_Assignment 1_.
Answer these questions using the review of Tricky's album Ununiform:
(a) Who does the review name as Tricky's partner and vocal muse?
(b) What was the title of Tricky's debut album?
(c) What is the name of the reunion song, and how long had the pair been apart?
_Assignment 2_. Reproduce word for word everything in the Tricky album review from "Rarely comes close" down to "and sensual music.".
_Assignment 3_. Write the next part of the review of Tricky's album Ununiform, continuing on from its last sentence.

_Excerpt to read_.
........
Rarely comes close to reaching its full potential.
In the mid-’90s, an urban renaissance was quickly unfolding in England through the lens of trip-hop. Dusty drum machines and breaks, distorted and torn about by samplers and other studio trickery, latched on to jazzy basslines (also frequently culled from other records) and wispy vocals, forming sparse and uncompromising soundscapes. Perhaps the genre’s true star, Tricky deftly navigated the field, pushing his innovative music to the masses via his daring debut album, Maxinquaye. His voice, a damp and eerie haze, danced devilishly with his partner and vocal muse, Martina Topley-Bird, as their real-life romance bled into their already deeply seductive and sensual music.
It is surprising, then, that “When We Die,” their reunion song after a decade and a half apart, is so faceless. In fact, the entirety of Tricky’s latest, Ununiform, feels similarly so. While it’s moody atmospherics conjure visages of the Tricky of the past, his latest not only lacks that forward thinking but also any fully realized songs. An intriguing listen at first, Ununiform quickly loses steam with repeated listens, producing a particularly hollow aftertaste.
........
_Data provided_.
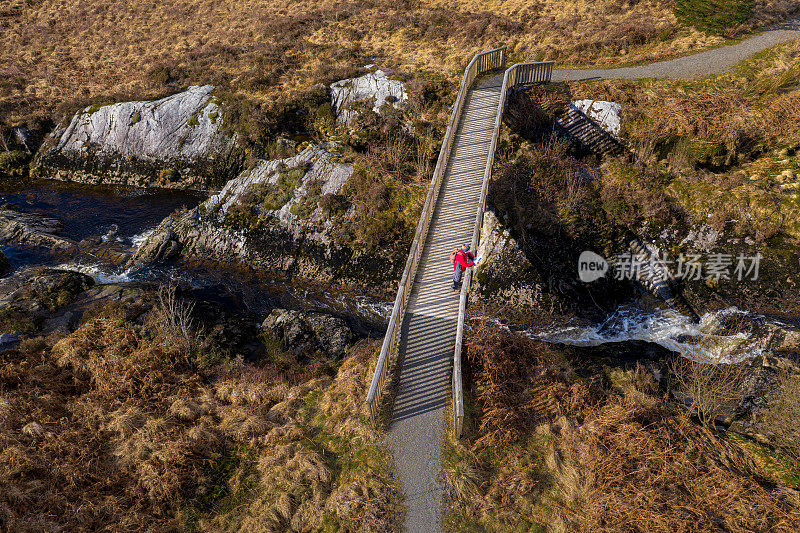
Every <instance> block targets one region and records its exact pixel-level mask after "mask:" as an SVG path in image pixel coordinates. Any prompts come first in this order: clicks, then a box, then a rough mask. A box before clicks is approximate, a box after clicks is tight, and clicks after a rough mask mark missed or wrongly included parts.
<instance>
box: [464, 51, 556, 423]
mask: <svg viewBox="0 0 800 533" xmlns="http://www.w3.org/2000/svg"><path fill="white" fill-rule="evenodd" d="M501 61H502V62H503V65H505V50H503V51H502V59H501ZM552 72H553V62H552V61H542V62H537V63H517V64H516V65H514V66H512V67H511V68H509V69H507V70H506V72H505V74H504V75H503V85H502V86H501V88H500V101H499V102H498V104H497V117H496V119H495V124H494V129H493V130H492V140H491V143H490V145H489V155H488V157H487V160H486V169H485V170H484V174H483V184H482V186H481V196H480V199H479V200H478V209H477V212H476V213H475V227H474V228H473V230H472V241H471V246H472V249H473V250H475V253H477V251H478V246H479V244H480V235H481V229H482V227H483V213H484V212H485V211H486V199H487V197H488V195H489V184H490V183H491V178H492V167H493V166H494V154H495V151H496V150H497V140H498V138H499V136H500V125H501V124H502V121H503V113H504V112H505V109H506V99H507V97H508V92H509V91H510V90H511V89H514V88H516V87H518V86H520V85H528V84H531V83H539V82H548V81H550V79H551V76H552ZM471 282H472V270H467V273H466V275H465V276H464V283H463V285H462V286H461V295H460V298H459V304H458V324H457V326H456V342H455V353H454V354H453V430H454V433H455V437H456V438H460V437H461V433H462V431H463V426H464V396H463V394H464V393H463V383H462V380H461V351H462V345H463V336H464V320H465V319H466V308H467V298H468V295H469V286H470V284H471Z"/></svg>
........
_Written response 1_.
(a) Martina Topley-Bird
(b) Maxinquaye
(c) "When We Die," after a decade and a half apart

_Written response 2_.
Rarely comes close to reaching its full potential.
In the mid-’90s, an urban renaissance was quickly unfolding in England through the lens of trip-hop. Dusty drum machines and breaks, distorted and torn about by samplers and other studio trickery, latched on to jazzy basslines (also frequently culled from other records) and wispy vocals, forming sparse and uncompromising soundscapes. Perhaps the genre’s true star, Tricky deftly navigated the field, pushing his innovative music to the masses via his daring debut album, Maxinquaye. His voice, a damp and eerie haze, danced devilishly with his partner and vocal muse, Martina Topley-Bird, as their real-life romance bled into their already deeply seductive and sensual music.

_Written response 3_.
Most of Ununiform feels like a whisper, short-lived and sometimes hard to make out. Things start out promising with the intimate “Wait for Signal,” as a quick drop into a mechanical beat is surrounded by lush guitars. “It’s Your Day” revels in booming synth throb and trap snares, its brooding and dark vocals pushed to the front with a particularly heavy low end, creating a queasy, unsettling effect. There are hooks, but their catchiness is frequently drowned in the album’s overall downbeat sound.
Instead, the most engaging elements of the album come down to Tricky and his unmistakable delivery and flow. The emotionally bare “The Only Way,” pairs his forlorn refrain of “Be my friend/ Come back again/ The only way/ This is the only way” with 007-esque strings adding a classy and elegant effect.
So when Russian rapper Smoky Mo takes lead on the short “Bang Boogie,” there is a palpable sense of confusion. Never mind that it follows two other oddities that rely entirely on guest vocalists: the completely out of place disco strut of “Armor” and a sparse cover of Hole’s “Doll.” Individually judged, these are not bad songs — Tricky’s cover of “Doll” is accurate to the source material while simultaneously obtaining a sense of modernity — but in the context of Ununiform they feel carelessly tossed around. While Tricky may flaunt his production prowess, a string of random but very similar sounding guest vocalists prevent any sense of cohesion.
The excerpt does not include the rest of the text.